▶ _Document_:
◇ ◇ ◇ ◇ ◇
The artist in the landfill. Image: Derek Mead

Mercer's piece, “Landfill,” was set in the future, and now has moved to the past, having been up in the Clocktower residency space down at Pioneer Works in Red Hook until last Sunday.

“Some of it was trash, and some of it will be again,” he told us the day before the exhibit closed, while Derek and I were swinging by the “Landfill." (Motherboard pro tip: if you're doing a future-oriented art project in Brooklyn, we're liable to show up the day before it closes, unless you email us twice.)

As much as I feel wretchedly guilty for my personal tons o' trash, it's hard to make a case for why Mercer should save the squeezed out ketchup packets, or used earplugs (all his, he claimed), and anyway, enviro-guilt isn't really the point of “Landfill,” as much as that's the most glaringly obvious place for an exhibit about garbage to go.

Image: Derek Mead

“I just sort of took garbage as a given. I started there,” Mercer said. “Futurology and scenario planning is a difficult thing to do, but one thing you can say with certainty is that we're going to leave a lot of shit behind.”
◇ ◇ ◇ ◇ ◇
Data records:
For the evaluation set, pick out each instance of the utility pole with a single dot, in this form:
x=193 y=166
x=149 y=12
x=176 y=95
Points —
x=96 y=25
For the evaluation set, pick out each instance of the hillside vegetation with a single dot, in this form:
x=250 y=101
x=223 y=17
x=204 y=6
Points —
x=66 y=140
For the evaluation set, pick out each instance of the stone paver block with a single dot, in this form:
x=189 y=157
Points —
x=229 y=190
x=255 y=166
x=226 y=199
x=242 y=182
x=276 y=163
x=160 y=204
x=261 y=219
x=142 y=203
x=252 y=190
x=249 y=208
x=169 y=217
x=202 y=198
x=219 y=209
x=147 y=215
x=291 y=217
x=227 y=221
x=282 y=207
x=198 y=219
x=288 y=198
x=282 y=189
◇ ◇ ◇ ◇ ◇
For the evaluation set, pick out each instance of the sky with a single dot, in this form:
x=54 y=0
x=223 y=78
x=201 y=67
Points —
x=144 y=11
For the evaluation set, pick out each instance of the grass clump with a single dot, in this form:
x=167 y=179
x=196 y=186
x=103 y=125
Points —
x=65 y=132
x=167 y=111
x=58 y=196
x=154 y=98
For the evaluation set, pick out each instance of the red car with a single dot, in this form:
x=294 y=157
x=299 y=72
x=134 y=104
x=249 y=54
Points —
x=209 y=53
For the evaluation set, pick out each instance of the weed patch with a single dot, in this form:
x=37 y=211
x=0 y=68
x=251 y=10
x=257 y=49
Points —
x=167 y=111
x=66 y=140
◇ ◇ ◇ ◇ ◇
List every place name that appears in the exhibit article. These data records have no connection to the exhibit article.

▶ _Worked solution_:
- Clocktower residency space
- Pioneer Works
- Red Hook
- Brooklyn